PROBLEM REQUIREMENTS »
Reproduce everything from "I quite like" down to "in the casino." in the Eindhoven travel text, replacing "winning streak" with "losing streak".

GIVEN TEXT »
>>>

I quite like a ferry crossing, although I don’t think I’ve been on one since the Hull to Zeebrugge over-nighter of 2014 where everyone was drunk before we even left the port and I ended up on a winning streak in the casino.
This trip was different though, this was DFDS Dover to Dunkirk, with peaceful Premium Lounge passes and excellent eggs benedict. It seemed to be over in a flash, and then we were on the road. It feels like everyone I know gets on the ferry and then heads south through France, but we were going against the norm, turning left, and heading to the ‘city of light’, Eindhoven.
I was excited to get a tour of the city, to look at the beautiful tiled floor in the station, to see the public art, to wander through the Downtown Gourmet Market (I will come back for you delicious foods of the world!) and, to see the spots where the famous Philips factories had been.
Eindhoven was the home of Philips from 1891. They were there so long that when they left, 100 years later, the city had to totally regenerate. Many of the iconic factory buildings were repurposed, filled with creative people, new technology and innovation.
Eindhoven is hip. They’ve got a logo called ‘the vibe’, a building called ‘The Blob’, and their motto is ‘if you choose, you get chosen’.

<<<

DATA SHOWN »
>>>

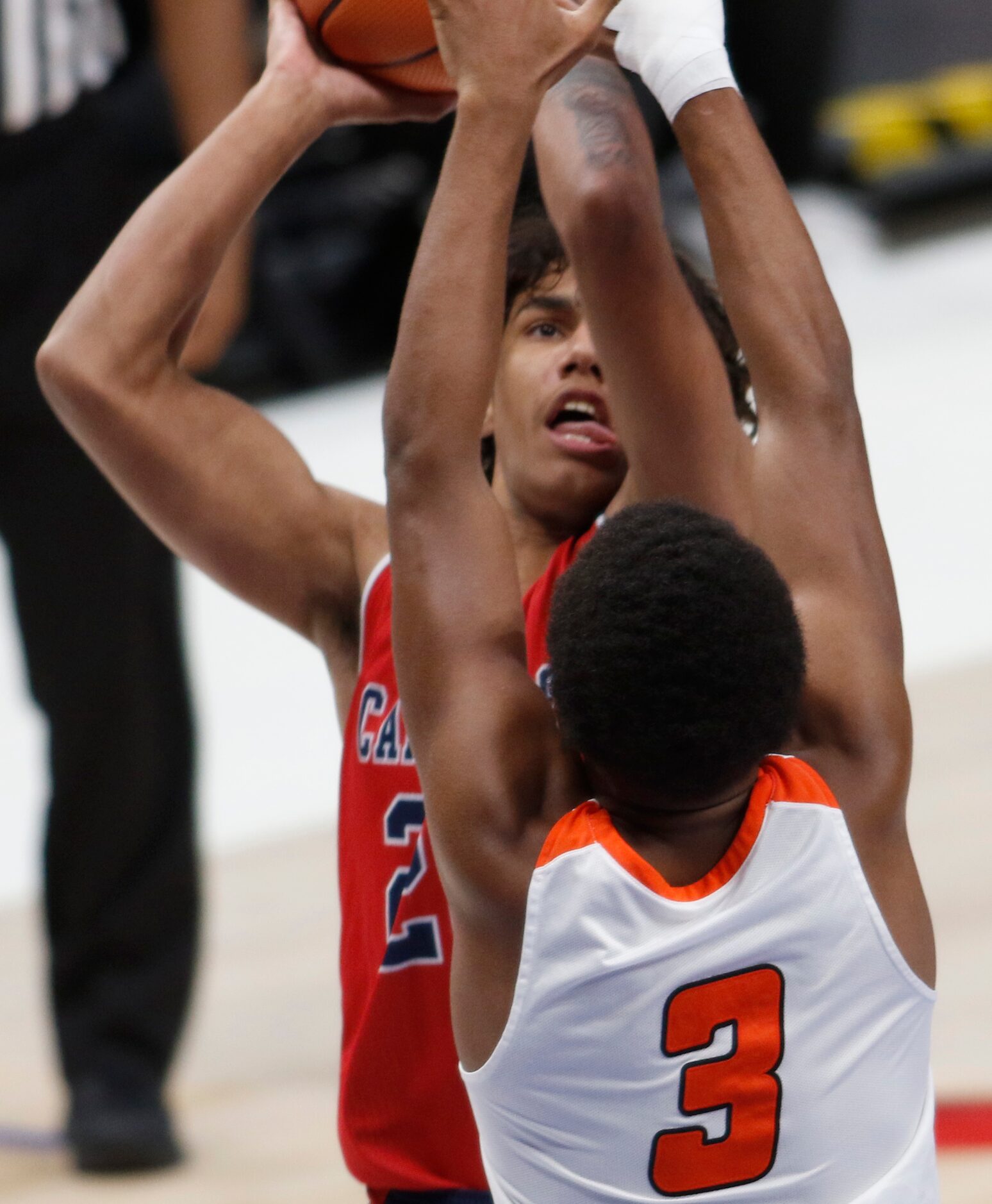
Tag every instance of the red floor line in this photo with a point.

<<<

RESULT »
I quite like a ferry crossing, although I don’t think I’ve been on one since the Hull to Zeebrugge over-nighter of 2014 where everyone was drunk before we even left the port and I ended up on a losing streak in the casino.